--- Input records Enclosed Below ---

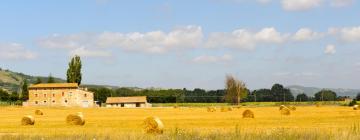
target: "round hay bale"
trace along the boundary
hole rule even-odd
[[[290,115],[290,109],[289,108],[283,108],[280,110],[281,115]]]
[[[228,111],[233,111],[233,108],[232,107],[227,107],[227,110]]]
[[[35,115],[44,115],[44,113],[41,110],[36,109],[35,110]]]
[[[145,132],[149,134],[162,134],[164,131],[164,124],[158,117],[147,117],[143,125]]]
[[[228,109],[227,107],[222,106],[222,107],[220,108],[220,111],[221,111],[221,112],[228,112],[229,109]]]
[[[254,113],[249,109],[245,110],[243,112],[242,116],[243,116],[243,118],[254,118],[255,117]]]
[[[176,108],[179,108],[179,106],[176,104],[176,105],[174,105],[174,106],[173,106],[173,108],[175,108],[175,109],[176,109]]]
[[[85,119],[82,113],[70,114],[66,117],[66,123],[69,125],[84,125]]]
[[[358,109],[359,109],[359,105],[354,105],[354,106],[353,106],[353,109],[354,109],[354,110],[358,110]]]
[[[281,110],[281,109],[283,109],[283,108],[287,108],[285,105],[281,105],[280,107],[279,107],[279,110]]]
[[[215,107],[207,107],[207,112],[215,112],[216,108]]]
[[[296,110],[296,107],[295,107],[295,106],[289,106],[289,109],[290,109],[291,111],[295,111],[295,110]]]
[[[27,115],[22,117],[21,119],[21,125],[34,125],[35,119],[33,116]]]
[[[319,103],[319,102],[315,103],[316,107],[320,107],[320,105],[321,105],[321,103]]]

--- End of Enclosed Input records ---

--- Your assignment ---
Return the listing unchanged except for the pictures, which should be dropped.

--- Your solution ---
target: "round hay bale"
trace along the boundary
hole rule even-odd
[[[290,115],[290,109],[289,108],[283,108],[280,110],[281,115]]]
[[[228,111],[233,111],[233,108],[232,107],[227,107],[227,110]]]
[[[35,115],[44,115],[44,113],[41,110],[36,109],[35,110]]]
[[[145,132],[149,134],[162,134],[164,131],[164,124],[158,117],[147,117],[143,125]]]
[[[228,109],[227,107],[222,106],[222,107],[220,108],[220,111],[221,111],[221,112],[228,112],[229,109]]]
[[[254,113],[249,109],[245,110],[243,112],[242,116],[243,116],[243,118],[254,118],[255,117]]]
[[[176,108],[179,108],[179,106],[176,104],[176,105],[174,105],[174,106],[173,106],[173,108],[175,108],[175,109],[176,109]]]
[[[85,119],[82,113],[70,114],[66,117],[66,123],[69,125],[84,125]]]
[[[358,109],[359,109],[359,105],[354,105],[354,106],[353,106],[353,109],[354,109],[354,110],[358,110]]]
[[[281,110],[281,109],[283,109],[283,108],[287,108],[285,105],[281,105],[280,107],[279,107],[279,110]]]
[[[215,107],[207,107],[207,112],[215,112],[216,108]]]
[[[296,110],[296,107],[295,107],[295,106],[289,106],[289,109],[290,109],[291,111],[295,111],[295,110]]]
[[[27,115],[22,117],[21,119],[21,125],[34,125],[35,119],[33,116]]]
[[[319,103],[319,102],[315,103],[316,107],[320,107],[320,105],[321,105],[321,103]]]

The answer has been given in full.